**HOW TO COMPLETE THIS TASK**
Locate the string "lamp" in the records below. Copy every line where it occurs.

**LISTED ENTRIES**
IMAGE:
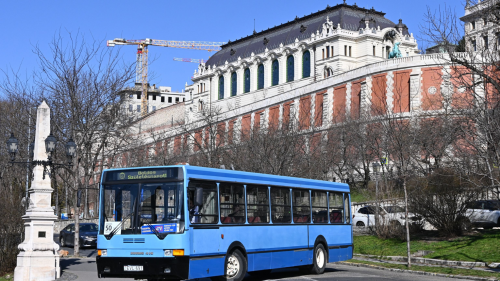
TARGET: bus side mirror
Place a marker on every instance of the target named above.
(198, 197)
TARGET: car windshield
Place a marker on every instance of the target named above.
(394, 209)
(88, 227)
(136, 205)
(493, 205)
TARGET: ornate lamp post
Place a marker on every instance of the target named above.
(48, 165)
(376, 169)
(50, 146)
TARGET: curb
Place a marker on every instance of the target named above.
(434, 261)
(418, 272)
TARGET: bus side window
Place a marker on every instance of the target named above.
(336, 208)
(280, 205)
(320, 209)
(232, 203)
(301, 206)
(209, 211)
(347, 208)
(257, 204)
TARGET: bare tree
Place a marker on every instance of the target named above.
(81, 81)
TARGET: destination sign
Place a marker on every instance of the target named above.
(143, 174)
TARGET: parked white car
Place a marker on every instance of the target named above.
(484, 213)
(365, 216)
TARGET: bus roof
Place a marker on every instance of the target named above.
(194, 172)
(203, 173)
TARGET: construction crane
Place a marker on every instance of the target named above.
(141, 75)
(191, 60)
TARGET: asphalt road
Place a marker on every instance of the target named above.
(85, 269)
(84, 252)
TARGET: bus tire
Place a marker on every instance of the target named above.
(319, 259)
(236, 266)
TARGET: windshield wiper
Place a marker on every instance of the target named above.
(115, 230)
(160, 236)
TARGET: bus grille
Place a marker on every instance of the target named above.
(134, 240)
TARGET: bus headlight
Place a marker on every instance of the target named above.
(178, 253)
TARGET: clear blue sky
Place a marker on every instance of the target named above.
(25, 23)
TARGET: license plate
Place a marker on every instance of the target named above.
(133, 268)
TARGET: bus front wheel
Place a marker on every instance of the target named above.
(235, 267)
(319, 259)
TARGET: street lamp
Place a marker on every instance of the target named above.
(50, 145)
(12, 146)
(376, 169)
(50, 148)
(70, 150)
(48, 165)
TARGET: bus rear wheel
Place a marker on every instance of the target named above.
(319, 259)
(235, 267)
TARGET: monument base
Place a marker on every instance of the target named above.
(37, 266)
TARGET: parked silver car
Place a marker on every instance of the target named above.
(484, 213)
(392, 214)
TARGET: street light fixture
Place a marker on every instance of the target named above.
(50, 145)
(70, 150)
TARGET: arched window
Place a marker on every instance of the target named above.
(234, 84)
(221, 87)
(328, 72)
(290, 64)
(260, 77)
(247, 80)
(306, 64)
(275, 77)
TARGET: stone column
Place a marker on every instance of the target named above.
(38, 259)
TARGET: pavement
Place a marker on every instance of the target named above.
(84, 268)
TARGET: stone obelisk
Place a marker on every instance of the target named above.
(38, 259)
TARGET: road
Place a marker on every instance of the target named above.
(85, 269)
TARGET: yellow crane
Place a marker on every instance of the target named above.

**EXPECTED OUTPUT**
TARGET: ornate lamp post
TARGET: street lamp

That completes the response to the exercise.